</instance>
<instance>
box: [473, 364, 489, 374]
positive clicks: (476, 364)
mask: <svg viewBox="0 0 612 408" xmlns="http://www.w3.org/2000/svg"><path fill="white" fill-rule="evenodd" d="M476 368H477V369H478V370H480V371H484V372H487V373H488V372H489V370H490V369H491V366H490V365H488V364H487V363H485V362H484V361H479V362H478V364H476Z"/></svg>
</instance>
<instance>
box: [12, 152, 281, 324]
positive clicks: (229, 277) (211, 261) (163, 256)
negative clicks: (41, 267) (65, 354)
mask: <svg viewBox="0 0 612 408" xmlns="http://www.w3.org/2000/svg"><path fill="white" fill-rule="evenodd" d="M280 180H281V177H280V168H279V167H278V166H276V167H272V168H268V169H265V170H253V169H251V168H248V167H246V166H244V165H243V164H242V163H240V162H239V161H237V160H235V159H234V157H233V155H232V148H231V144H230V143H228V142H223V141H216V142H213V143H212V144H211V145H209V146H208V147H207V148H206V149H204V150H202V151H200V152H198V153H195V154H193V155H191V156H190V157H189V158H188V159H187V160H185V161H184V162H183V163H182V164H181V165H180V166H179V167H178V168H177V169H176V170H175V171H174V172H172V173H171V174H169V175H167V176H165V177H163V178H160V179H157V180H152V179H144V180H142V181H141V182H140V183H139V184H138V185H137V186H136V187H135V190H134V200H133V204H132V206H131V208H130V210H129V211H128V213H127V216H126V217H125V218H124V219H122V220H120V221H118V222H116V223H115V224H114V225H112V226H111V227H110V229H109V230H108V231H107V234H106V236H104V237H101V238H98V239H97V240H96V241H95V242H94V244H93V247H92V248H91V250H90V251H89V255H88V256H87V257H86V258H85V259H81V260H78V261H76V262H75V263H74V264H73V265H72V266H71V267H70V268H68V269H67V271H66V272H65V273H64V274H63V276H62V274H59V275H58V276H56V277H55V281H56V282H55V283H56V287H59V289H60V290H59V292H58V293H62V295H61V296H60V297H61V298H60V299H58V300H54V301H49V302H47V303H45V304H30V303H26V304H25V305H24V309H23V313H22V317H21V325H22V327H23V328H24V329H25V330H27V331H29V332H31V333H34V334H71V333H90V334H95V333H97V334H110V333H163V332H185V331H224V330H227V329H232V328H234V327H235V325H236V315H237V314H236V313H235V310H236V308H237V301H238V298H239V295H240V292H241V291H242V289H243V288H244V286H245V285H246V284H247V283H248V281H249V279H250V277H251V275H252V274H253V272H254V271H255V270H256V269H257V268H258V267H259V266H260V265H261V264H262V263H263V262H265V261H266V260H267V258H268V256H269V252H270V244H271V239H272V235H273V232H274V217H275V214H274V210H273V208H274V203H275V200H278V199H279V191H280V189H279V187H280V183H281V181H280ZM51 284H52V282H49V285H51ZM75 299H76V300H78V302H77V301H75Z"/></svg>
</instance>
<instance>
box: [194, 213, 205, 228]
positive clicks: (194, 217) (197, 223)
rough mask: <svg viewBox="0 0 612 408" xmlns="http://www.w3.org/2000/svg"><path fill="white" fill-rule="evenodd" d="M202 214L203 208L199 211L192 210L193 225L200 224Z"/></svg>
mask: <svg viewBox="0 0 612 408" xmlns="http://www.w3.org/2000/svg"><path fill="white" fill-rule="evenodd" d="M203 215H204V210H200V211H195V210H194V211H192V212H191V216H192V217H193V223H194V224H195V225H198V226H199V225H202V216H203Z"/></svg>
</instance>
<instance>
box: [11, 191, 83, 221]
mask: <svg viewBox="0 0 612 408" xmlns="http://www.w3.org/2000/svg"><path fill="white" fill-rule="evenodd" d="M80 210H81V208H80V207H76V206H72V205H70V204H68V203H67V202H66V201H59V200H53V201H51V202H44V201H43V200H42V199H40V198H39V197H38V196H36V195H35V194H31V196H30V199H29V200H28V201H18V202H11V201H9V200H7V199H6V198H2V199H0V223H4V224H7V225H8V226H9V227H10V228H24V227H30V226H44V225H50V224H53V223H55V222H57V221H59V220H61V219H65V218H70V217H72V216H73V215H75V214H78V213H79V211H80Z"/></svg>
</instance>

********************

Task instructions >> Pull out each line of the listing above that contains the string "positive".

Answer space >>
positive clicks: (476, 364)
positive clicks: (229, 277) (211, 261) (163, 256)
positive clicks: (194, 217) (197, 223)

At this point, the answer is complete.